(JOBS)
1 - Decide whether each statement agrees with the exploratory data analysis excerpt. For each, answer yes or no and quote the deciding words from the excerpt. (a) Look and feel is the primary concern of exploratory data analysis. (b) The boxplot of the amounts is drawn in yellow. (c) The writer could draw conclusions from the boxplot.
2 - Shorten the paragraph in the exploratory data analysis excerpt that begins "I have my Bank account details" to one brief sentence that keeps its main facts.

Main Principles of Exploratory Data Analysis

Why Exploratory Data Analysis

Because they can be made easily and faster
Can help for personal understanding
Explain how data look like which is the main important for any Data
Look and Feel is NOT the primary concern about exploratory data analysis

Example of Exploratory Data Analysis

I have my Bank account details and I needed to find out is there any time when I crossed more than 80000 from my Bank account transaction in terms of Debit .

First I'll be working on 1-Dimensional Plots like Box , Hist & Bar

So now I am assuming or trying to show my data as Categorical Variable.

DataSet
Download

So my data looks like above. First I wanted to plot a Boxplot on my Amount data to check the density of data with median and mean

 data <- read.csv("D:/tmp/mlclass-ex1-005/mlclass-ex3-005/R-Studio/account.csv")  
 head(data)  
 #Replace the comma from Amount  
 data$Amount <- as.numeric(gsub(",", "", gsub("", "", data$Amount)))

 #Plotting the Box Plot  
 boxplot(data$Amount , col = "yellow")  
 #This corresponds that almost majority of my data is below 8000 , very less population around 80000  
 abline( h = 80000) #h = horizental

Well I realized that its useless for me as I am not even able to derive anything from this plot.

(MATERIAL PROVIDED)

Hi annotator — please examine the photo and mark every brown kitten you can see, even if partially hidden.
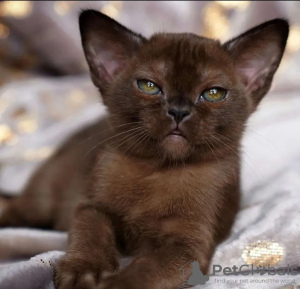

(WRITTEN ANSWERS)
1 -
(a) No: "Look and Feel is NOT the primary concern about exploratory data analysis"
(b) Yes: "boxplot(data$Amount , col = "yellow")"
(c) No: "Well I realized that its useless for me as I am not even able to derive anything from this plot."

2 - Using bank account details, the goal was to find whether any debit transaction ever exceeded 80000.